═════ Entries provided

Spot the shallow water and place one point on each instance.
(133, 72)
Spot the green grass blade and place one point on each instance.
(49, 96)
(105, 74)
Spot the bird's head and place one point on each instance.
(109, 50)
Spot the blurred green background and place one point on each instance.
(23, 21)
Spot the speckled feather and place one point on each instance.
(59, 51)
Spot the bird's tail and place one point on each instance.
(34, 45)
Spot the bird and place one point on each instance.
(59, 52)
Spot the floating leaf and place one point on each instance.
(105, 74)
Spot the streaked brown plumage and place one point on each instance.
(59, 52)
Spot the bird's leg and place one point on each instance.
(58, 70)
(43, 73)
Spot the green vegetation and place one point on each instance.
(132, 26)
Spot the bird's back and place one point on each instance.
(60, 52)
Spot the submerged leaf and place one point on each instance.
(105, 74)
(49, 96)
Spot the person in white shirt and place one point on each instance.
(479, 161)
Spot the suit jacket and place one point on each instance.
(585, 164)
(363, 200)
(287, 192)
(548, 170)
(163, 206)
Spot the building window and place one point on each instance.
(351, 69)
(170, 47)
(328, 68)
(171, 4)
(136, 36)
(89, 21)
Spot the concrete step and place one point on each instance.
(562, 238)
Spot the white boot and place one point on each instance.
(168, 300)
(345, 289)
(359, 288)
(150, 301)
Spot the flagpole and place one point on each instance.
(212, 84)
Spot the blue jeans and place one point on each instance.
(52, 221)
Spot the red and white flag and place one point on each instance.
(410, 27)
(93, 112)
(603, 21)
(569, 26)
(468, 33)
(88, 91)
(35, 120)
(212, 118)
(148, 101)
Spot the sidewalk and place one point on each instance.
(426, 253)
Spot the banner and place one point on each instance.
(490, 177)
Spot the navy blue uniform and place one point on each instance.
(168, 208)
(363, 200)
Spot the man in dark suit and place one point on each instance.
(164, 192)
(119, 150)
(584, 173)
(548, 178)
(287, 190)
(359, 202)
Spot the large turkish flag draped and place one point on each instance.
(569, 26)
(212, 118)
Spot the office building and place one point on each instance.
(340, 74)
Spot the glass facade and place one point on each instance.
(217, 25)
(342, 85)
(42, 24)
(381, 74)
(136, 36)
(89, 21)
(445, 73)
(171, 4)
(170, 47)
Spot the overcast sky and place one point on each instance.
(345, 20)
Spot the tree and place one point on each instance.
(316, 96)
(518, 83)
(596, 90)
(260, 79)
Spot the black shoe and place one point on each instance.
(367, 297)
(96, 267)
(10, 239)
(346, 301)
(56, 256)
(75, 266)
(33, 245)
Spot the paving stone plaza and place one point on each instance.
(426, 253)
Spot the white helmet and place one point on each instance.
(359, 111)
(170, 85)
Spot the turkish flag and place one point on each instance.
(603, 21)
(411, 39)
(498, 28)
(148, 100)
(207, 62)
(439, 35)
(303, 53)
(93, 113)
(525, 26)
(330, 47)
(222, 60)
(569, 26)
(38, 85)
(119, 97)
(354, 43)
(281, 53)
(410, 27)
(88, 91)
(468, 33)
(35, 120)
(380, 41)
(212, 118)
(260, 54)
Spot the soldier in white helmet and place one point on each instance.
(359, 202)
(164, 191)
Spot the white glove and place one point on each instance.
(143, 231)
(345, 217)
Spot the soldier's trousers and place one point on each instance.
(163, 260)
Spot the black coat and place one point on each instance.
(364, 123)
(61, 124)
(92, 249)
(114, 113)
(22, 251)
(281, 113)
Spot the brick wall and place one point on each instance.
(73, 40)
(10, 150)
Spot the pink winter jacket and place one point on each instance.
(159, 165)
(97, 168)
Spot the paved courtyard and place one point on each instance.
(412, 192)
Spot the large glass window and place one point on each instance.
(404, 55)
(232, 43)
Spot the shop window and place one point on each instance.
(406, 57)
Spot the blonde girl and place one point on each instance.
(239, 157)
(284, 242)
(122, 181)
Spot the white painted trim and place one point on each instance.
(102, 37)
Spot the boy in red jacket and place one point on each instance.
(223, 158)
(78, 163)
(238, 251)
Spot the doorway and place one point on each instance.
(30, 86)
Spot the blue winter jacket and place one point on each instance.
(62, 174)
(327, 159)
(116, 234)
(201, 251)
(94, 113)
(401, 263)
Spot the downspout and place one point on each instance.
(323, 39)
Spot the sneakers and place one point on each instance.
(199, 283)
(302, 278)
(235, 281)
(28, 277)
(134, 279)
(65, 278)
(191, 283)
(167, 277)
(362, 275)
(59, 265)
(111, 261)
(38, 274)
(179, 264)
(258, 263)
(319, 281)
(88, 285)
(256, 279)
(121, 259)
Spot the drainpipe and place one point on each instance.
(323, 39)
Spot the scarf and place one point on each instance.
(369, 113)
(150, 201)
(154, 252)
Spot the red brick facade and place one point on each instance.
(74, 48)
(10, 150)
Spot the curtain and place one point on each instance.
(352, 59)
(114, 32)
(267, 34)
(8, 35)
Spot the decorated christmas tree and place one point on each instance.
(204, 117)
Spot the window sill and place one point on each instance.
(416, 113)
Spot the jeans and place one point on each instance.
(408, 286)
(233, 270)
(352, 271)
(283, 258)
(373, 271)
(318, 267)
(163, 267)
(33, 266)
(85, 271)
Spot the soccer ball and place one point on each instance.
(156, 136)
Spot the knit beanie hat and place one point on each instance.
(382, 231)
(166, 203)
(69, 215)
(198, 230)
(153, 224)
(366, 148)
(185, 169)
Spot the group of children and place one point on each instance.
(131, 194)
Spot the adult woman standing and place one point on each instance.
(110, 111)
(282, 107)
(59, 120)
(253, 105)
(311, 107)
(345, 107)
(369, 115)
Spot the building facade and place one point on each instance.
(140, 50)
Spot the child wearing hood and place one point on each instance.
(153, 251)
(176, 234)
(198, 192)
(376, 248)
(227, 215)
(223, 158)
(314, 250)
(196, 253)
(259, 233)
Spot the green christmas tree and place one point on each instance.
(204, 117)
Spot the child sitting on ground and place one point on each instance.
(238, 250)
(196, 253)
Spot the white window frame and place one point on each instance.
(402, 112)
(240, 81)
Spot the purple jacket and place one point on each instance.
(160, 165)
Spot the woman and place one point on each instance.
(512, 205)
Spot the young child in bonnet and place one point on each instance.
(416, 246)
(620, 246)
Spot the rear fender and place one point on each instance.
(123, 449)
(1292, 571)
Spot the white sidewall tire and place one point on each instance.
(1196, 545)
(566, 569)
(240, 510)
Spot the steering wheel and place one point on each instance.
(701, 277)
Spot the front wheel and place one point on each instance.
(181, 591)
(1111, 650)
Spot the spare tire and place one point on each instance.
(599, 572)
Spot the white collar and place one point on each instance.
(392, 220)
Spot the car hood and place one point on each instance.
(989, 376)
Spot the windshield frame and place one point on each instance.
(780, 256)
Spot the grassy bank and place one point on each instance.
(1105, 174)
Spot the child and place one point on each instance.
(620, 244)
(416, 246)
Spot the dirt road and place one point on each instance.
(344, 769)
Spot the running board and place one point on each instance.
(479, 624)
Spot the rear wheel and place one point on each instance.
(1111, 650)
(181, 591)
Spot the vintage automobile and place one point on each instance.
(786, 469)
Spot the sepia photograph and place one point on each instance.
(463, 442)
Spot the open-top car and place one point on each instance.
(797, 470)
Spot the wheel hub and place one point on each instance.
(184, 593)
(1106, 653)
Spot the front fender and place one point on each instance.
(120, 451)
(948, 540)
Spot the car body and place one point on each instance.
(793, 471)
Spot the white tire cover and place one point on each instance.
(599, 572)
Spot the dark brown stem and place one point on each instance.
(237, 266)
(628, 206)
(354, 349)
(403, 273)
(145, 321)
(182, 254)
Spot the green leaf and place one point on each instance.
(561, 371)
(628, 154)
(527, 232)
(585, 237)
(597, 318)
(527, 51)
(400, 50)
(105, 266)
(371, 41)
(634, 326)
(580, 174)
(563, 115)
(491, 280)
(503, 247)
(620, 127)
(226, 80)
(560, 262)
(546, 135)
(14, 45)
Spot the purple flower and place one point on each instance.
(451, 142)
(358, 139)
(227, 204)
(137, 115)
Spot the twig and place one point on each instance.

══════════

_Problem details_
Reproduce only the lines running from the one that contains "Spot the car body" to the last line of the records.

_Answer for this exercise_
Spot the car body and place one point on each instance.
(793, 471)
Spot the white tire cover and place one point on each instance.
(599, 572)
Spot the dark brown stem and place one point on each instance.
(237, 266)
(628, 206)
(354, 349)
(403, 273)
(145, 321)
(182, 254)
Spot the green leaf and place one point on each instance.
(561, 371)
(628, 154)
(527, 232)
(585, 237)
(597, 318)
(527, 51)
(400, 50)
(105, 266)
(371, 41)
(634, 326)
(580, 174)
(563, 115)
(491, 280)
(503, 247)
(620, 127)
(226, 80)
(560, 262)
(546, 135)
(14, 45)
Spot the purple flower and place one point on each instance.
(451, 142)
(358, 139)
(227, 204)
(137, 115)
Spot the twig and place one point on each instance.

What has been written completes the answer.